#### [Given records]
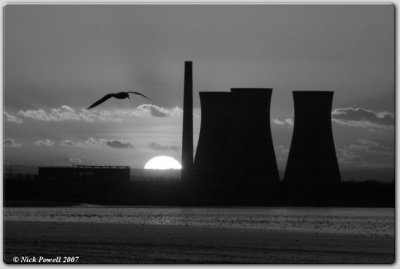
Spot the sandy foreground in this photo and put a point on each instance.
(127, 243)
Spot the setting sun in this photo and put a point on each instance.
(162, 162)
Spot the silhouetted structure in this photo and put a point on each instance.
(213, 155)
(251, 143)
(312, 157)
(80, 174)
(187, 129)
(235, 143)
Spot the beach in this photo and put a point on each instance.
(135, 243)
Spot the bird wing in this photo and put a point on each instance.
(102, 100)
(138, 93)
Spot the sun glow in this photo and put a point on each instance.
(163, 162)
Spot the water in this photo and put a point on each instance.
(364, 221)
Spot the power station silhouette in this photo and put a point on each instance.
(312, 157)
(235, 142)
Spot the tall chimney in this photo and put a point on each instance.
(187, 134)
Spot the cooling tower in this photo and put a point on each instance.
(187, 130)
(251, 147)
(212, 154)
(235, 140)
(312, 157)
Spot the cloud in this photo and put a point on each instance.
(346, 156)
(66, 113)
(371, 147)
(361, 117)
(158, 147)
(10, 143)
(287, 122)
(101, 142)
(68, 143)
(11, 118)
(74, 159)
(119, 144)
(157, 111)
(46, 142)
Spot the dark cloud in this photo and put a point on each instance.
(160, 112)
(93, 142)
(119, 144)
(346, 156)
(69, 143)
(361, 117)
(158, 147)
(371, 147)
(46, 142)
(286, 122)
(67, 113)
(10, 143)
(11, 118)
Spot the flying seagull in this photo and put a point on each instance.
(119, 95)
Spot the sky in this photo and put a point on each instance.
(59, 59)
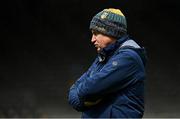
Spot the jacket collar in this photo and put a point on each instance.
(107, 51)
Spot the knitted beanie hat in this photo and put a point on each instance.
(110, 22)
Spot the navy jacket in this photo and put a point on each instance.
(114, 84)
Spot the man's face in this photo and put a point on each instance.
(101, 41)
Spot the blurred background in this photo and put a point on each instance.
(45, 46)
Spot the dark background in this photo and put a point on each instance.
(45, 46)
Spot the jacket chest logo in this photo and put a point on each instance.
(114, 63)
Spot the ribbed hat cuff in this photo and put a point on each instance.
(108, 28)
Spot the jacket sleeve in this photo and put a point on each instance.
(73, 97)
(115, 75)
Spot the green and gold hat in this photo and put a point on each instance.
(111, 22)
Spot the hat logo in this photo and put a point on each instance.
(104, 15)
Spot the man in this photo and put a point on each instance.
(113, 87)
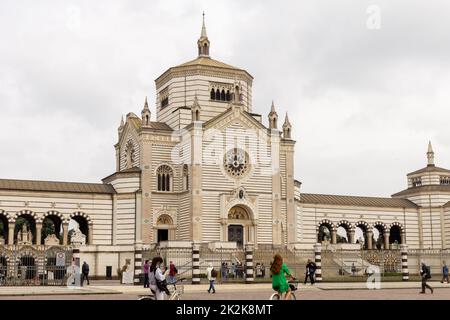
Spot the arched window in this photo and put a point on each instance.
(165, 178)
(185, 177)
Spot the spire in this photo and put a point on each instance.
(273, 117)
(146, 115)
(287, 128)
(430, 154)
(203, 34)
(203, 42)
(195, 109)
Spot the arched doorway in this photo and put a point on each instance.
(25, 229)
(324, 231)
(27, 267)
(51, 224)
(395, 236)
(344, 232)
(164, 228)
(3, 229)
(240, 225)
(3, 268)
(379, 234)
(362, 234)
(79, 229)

#### [Problem to work on]
Every entry above is to be set down exactly; the pictures are to be left out.

#### [Solved exercise]
Spot the sandy foreground in this photo and put a point on each instance.
(127, 243)
Spot the setting sun in this photo and put a point on each instance.
(162, 162)
Spot the silhouetted structure in this photo and put a point on each instance.
(213, 155)
(251, 143)
(312, 157)
(80, 174)
(187, 129)
(235, 143)
Spot the beach in this photo and put a point on each instance.
(135, 243)
Spot the bird wing in this photo and put a point on each instance.
(102, 100)
(138, 93)
Spot the sun glow in this photo and put a point on each instance.
(163, 162)
Spot the water in this photo and put a point on each instance.
(364, 221)
Spot the power station silhouette in this photo and put a point on each instance.
(312, 157)
(235, 142)
Spot the tall chimney in this photo and put a point on each instance.
(187, 134)
Spot the cooling tower in this photo and put a point on each instance.
(187, 130)
(251, 147)
(212, 154)
(235, 140)
(312, 157)
Spot the cloud in this photo and put a point on each instance.
(346, 156)
(66, 113)
(371, 147)
(361, 117)
(158, 147)
(10, 143)
(287, 122)
(101, 142)
(68, 143)
(11, 118)
(74, 159)
(119, 144)
(157, 111)
(46, 142)
Spot the dark cloud in this photo and put a point on each instance.
(160, 112)
(93, 142)
(119, 144)
(346, 156)
(69, 143)
(361, 117)
(158, 147)
(371, 147)
(46, 142)
(286, 122)
(67, 113)
(10, 143)
(11, 118)
Spot the flying seagull in this photo and put a point on each instance.
(119, 95)
Spot the sky in this photo and put a point on each instance.
(59, 59)
Spot the jacket collar in this photo and put a point on each instance.
(107, 51)
Spot the knitted beanie hat in this photo and put a point on each instance.
(110, 22)
Spot the navy jacket in this photo and put a point on each instance.
(114, 84)
Spot the man's face in this photo and put a point on each instance.
(101, 41)
Spot the blurred background in this photo and put a point on each instance.
(45, 46)
Spot the dark background in this photo and put a point on each instance.
(45, 46)
Spot the jacket chest logo in this photo and put a point on each instance.
(114, 63)
Spot the ribbed hat cuff in this photo and put a point on each instance.
(108, 28)
Spot the jacket sleeve in this photo and put a point on each instance.
(73, 97)
(115, 75)
Spot the green and gold hat in this photo and put a point on each instance.
(111, 22)
Spot the hat logo in this photo and put a point on each instance.
(104, 15)
Spot the man in this photo and put a point on each instance.
(113, 87)
Spot the arched window in this photo and put a point on each instance.
(165, 178)
(185, 177)
Spot the spire in this photo and put a point on each instance.
(273, 117)
(146, 115)
(287, 128)
(430, 154)
(203, 34)
(203, 42)
(195, 109)
Spot the arched doorway in this photo and put a point on each instance.
(25, 229)
(324, 231)
(27, 267)
(51, 224)
(395, 236)
(344, 232)
(164, 228)
(3, 229)
(240, 225)
(3, 268)
(379, 234)
(362, 234)
(79, 229)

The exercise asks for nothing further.